------ Task material ------

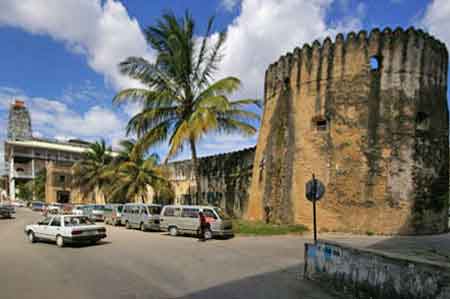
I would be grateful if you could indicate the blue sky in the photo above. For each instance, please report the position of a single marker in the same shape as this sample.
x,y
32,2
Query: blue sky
x,y
61,56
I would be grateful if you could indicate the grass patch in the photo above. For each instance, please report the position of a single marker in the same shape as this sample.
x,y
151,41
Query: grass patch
x,y
258,228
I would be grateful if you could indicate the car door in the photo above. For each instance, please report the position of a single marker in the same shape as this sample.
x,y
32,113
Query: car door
x,y
211,218
190,219
54,228
41,228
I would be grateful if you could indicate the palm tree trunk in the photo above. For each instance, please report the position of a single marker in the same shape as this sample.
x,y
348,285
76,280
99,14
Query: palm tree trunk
x,y
196,171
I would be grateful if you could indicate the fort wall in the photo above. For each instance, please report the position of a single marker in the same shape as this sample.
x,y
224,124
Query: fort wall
x,y
377,136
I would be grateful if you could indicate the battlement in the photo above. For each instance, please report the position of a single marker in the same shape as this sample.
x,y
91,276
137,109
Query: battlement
x,y
366,113
396,51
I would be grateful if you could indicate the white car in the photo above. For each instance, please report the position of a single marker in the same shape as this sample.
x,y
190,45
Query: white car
x,y
65,229
18,204
78,210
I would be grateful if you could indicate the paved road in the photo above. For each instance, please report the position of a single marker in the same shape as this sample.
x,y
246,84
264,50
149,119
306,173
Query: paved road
x,y
135,265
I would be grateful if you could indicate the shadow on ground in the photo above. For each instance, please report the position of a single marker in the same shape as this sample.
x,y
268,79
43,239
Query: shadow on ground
x,y
286,283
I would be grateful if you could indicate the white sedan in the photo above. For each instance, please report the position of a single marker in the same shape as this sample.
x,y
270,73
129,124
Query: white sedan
x,y
65,229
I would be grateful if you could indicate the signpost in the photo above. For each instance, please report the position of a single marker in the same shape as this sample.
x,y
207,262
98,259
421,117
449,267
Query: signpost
x,y
314,190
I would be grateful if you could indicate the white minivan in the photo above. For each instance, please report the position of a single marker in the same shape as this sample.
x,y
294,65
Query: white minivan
x,y
183,219
142,216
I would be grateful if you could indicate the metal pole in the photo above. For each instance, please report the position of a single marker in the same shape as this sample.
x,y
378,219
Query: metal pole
x,y
314,208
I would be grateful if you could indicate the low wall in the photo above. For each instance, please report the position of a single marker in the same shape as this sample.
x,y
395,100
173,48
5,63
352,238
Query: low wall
x,y
370,274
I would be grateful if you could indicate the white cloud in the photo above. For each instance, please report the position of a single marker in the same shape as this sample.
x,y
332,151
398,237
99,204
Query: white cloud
x,y
53,118
105,33
267,29
2,160
230,4
84,93
436,19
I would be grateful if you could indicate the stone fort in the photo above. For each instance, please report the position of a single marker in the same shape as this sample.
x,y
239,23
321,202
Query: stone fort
x,y
368,115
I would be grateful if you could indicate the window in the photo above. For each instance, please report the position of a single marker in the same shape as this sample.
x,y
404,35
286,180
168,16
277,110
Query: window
x,y
154,210
45,221
422,121
189,213
209,213
321,125
169,212
77,221
222,214
144,210
374,63
56,221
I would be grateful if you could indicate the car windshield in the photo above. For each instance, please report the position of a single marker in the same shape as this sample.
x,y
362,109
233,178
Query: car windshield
x,y
77,221
221,214
154,210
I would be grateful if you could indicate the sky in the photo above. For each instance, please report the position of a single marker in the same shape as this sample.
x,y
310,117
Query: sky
x,y
61,56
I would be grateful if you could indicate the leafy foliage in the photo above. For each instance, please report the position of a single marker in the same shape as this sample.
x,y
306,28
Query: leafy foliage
x,y
180,102
131,174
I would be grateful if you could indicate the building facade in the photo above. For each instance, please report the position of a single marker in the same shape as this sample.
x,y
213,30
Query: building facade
x,y
368,116
225,181
26,157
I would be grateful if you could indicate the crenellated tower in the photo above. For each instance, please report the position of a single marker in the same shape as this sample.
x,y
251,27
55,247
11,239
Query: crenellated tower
x,y
19,122
368,115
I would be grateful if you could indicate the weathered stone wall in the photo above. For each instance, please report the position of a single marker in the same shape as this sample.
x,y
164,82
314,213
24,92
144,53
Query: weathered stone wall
x,y
377,138
368,274
225,180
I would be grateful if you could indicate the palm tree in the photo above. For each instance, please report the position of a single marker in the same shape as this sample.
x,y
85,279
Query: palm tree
x,y
89,173
180,101
133,173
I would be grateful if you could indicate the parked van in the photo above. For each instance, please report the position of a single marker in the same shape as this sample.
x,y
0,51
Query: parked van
x,y
113,214
181,219
142,216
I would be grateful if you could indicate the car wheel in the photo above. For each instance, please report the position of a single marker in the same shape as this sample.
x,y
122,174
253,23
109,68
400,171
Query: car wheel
x,y
59,241
208,234
173,231
31,237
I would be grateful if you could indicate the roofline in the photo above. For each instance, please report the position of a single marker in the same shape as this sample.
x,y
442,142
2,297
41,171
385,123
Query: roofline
x,y
51,145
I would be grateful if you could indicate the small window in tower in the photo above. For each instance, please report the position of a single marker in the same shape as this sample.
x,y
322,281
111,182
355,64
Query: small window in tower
x,y
321,124
422,121
374,63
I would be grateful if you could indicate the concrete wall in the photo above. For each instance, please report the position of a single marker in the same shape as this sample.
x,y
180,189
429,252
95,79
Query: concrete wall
x,y
225,180
377,138
365,274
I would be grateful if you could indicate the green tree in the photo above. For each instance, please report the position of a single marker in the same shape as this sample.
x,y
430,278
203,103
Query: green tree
x,y
180,100
132,173
39,184
89,173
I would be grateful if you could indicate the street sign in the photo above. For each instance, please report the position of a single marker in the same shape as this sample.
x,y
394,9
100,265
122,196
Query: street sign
x,y
314,190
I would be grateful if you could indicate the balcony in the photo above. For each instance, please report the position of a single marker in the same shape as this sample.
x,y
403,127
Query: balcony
x,y
23,171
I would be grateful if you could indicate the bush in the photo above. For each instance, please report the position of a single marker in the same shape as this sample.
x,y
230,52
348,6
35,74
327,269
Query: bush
x,y
259,228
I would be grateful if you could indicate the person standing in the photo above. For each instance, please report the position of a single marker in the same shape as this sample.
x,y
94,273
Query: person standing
x,y
203,224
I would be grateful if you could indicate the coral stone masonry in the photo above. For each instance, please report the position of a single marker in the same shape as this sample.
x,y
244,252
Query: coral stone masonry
x,y
368,115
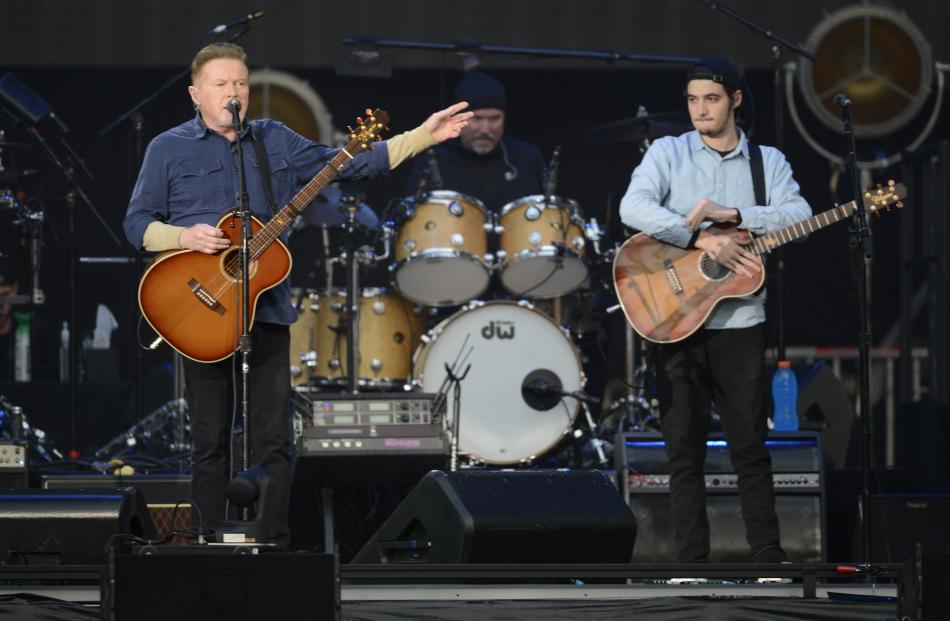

------

Instructions for the task –
Which lines in the material above contain the string "stone"? Copy out each of them.

Solution for this exercise –
I would be grateful if you could indicate the stone fort in the photo above. For each instance, please report the position of a single marker in the same shape as this sample.
Query: stone fort
I would be grateful if you could indicate the weathered stone wall in the photo above. For each instance, please report the position of a single marker in the same shape as this sample.
Query: weathered stone wall
I would be grateful if you could indicate the coral stone masonry in the photo above. For each instance, please report the position of a single marker in the same shape as this sample.
Query: coral stone masonry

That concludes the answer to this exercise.